* _SET EXERCISE_
Count the lines below that contain the string "worker", matching case exactly, and reply with that number only.

+---+

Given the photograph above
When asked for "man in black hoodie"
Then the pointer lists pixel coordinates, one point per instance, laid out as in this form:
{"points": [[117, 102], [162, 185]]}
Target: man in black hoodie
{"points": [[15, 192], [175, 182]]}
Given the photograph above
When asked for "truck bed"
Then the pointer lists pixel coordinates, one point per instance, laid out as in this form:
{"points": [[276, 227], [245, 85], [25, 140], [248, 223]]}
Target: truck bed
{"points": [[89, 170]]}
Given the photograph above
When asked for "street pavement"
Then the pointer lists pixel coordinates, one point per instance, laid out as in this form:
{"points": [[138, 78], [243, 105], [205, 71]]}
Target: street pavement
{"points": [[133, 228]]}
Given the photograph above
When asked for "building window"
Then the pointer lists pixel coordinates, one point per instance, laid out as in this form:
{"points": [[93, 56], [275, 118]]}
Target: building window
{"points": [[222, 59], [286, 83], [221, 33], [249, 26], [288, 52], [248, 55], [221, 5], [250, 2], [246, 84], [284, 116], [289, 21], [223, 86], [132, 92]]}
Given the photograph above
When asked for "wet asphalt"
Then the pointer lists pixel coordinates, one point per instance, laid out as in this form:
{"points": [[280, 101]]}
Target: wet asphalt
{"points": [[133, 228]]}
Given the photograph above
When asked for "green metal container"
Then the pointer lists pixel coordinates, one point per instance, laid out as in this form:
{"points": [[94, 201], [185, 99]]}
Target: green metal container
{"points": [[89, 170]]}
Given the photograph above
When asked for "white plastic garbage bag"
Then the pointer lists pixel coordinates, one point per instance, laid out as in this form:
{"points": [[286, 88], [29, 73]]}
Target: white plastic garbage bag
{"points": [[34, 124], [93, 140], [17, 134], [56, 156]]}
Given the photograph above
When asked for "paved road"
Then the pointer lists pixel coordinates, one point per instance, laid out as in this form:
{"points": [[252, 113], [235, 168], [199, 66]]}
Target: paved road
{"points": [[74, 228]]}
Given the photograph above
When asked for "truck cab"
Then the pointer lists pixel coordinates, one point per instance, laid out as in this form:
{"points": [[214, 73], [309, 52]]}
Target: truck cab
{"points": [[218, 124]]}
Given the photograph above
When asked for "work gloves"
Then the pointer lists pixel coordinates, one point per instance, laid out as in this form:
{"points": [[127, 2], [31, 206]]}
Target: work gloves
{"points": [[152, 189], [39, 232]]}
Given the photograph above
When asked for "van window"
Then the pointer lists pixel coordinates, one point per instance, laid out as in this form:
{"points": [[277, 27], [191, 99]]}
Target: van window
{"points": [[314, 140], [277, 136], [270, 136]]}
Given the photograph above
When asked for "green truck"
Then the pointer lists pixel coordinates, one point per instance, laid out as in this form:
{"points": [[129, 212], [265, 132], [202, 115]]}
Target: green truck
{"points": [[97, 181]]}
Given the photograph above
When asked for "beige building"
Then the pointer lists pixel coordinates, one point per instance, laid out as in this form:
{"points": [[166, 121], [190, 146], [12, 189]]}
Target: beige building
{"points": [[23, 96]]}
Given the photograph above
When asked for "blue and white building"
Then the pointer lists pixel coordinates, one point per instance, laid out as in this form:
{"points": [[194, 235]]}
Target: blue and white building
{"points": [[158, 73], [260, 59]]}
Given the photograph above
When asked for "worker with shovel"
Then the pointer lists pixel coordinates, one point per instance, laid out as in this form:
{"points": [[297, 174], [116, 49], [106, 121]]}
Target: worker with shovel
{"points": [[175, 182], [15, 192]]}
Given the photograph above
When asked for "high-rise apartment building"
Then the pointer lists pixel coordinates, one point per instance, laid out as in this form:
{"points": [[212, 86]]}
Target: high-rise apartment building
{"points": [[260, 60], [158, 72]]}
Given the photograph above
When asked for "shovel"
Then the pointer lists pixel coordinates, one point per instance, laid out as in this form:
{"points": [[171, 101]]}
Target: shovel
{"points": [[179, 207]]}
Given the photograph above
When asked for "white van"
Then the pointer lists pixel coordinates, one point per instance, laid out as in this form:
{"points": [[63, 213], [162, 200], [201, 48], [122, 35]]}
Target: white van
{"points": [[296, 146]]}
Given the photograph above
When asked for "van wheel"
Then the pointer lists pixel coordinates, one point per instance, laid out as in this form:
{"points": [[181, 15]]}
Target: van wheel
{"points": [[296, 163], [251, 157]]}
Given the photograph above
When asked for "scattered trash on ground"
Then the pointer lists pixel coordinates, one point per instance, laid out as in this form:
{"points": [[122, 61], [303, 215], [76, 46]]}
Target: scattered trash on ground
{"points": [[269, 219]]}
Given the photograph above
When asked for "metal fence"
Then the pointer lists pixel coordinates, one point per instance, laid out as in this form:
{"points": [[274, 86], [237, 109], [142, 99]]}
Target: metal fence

+---+

* _SOLUTION FOR THIS PROBLEM_
2